Task list
- a) Answer these questions about the review of the short story "Earth calling Taylor." Mark your answers (i), (ii) and (iii).
(i) On what website can the story be read?
(ii) What is the job of Ryan's brother, Jason?
(iii) What is Ryan's father recovering from in the hospital?
- b) Sum up the review of the short story "Earth calling Taylor" in two sentences.
- c) In the review of the short story "Earth calling Taylor," rewrite the paragraph starting "And, he's edgy" as a list that keeps its main facts.

Text block
────
And now for something a little different from novelist David Mitchell, a short story titled “Earth calling Taylor”. You can read it online at FT.com. FT.com is the online version of the Financial Times, so it’s not surprising that Ryan Taylor, the protagonist of the story, works in the finance industry. The story starts with Ryan waiting to hear whether he has received the promotion to portfolio manager that he’s expecting.
The scene then shifts to a hospital, where Ryan joins his mother and step-siblings to visit his father who is recovering from a fall. It seems to be a happy and supportive family – they are sitting around the bed, squabbling with the father, who is clearly “on the mend”, over a game of Scrabble. His brother, Jason, is (“only”, says Ryan) a speech therapist and his sister is a successful lawyer in human rights areas, while Ryan, as we know, works at the more self-centred, self-serving end of the occupation spectrum.
And, he’s edgy, so he leaves them, on a flimsy excuse, to go check for messages on his Blackberry. He’s not a very appealing character – he blatantly and unrepentantly fantasises about a nurse in the lift, he wishes for a little cocaine to settle himself down while swigging some hard liquor from his hip flask, he jumps to the wrong (read, negative) conclusions about people, he throws a tantrum when the expected message doesn’t arrive, and so on.
Running through the main narrative are intonations by his boss Calvin Hathaway on such subjects as “wanting” (in an uber-capitalist meaning of the word) and a little third person, somewhat mock-heroic, tale in which Ryan stars as himself:
The crowd went wild. King Ryan is anointed.
────
Input data
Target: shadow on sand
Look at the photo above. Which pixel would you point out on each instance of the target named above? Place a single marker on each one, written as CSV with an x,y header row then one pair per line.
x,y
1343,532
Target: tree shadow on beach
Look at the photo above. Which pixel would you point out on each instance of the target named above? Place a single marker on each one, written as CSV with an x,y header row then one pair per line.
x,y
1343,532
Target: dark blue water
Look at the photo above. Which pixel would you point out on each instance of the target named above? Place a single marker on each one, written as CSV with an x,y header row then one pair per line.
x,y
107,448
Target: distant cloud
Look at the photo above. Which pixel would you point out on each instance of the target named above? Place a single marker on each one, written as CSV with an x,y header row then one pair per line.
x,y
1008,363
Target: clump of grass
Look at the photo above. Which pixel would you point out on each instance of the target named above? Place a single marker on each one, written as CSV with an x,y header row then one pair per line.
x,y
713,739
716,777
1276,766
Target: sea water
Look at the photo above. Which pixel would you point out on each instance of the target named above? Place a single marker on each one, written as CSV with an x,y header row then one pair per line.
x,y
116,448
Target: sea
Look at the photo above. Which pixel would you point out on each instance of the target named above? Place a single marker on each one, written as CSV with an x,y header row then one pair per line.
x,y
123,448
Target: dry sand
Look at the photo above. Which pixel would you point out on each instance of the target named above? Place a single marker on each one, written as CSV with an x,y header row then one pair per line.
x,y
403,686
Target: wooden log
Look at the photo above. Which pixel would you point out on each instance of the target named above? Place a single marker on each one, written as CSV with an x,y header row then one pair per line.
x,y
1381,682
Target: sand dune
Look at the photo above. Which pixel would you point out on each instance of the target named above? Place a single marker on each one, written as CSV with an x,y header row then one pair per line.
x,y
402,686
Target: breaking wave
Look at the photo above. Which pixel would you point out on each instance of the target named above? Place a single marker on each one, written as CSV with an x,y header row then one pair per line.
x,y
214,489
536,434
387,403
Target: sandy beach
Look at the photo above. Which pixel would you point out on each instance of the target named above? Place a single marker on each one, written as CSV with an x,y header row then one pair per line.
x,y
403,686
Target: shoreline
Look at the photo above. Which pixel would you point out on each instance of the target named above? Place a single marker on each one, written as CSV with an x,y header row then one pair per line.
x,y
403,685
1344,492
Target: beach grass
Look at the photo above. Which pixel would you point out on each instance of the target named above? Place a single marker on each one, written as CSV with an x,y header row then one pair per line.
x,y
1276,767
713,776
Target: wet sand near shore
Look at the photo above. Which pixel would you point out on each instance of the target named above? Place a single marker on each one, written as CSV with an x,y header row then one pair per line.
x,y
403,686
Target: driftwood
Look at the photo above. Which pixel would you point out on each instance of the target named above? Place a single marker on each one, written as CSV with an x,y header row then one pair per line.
────
Task-by-task outputs
- a)
(i) FT.com
(ii) Speech therapist
(iii) A fall

- b) The review covers David Mitchell's short story "Earth calling Taylor," which can be read at FT.com and follows Ryan Taylor, a finance worker waiting to hear about a promotion to portfolio manager. While visiting his father in the hospital with his family, Ryan slips away to check his Blackberry, and the review paints him as an unappealing character who fantasizes about a nurse, drinks from a hip flask, and throws a tantrum when the message doesn't come.

- c)
- Ryan is edgy, so he leaves his family on a flimsy excuse to check for messages on his Blackberry.
- He is not a very appealing character:
  - He openly fantasizes, without remorse, about a nurse in the lift.
  - He wishes for a little cocaine to settle down while drinking hard liquor from his hip flask.
  - He jumps to wrong, negative conclusions about people.
  - He throws a tantrum when the message he expects doesn't arrive.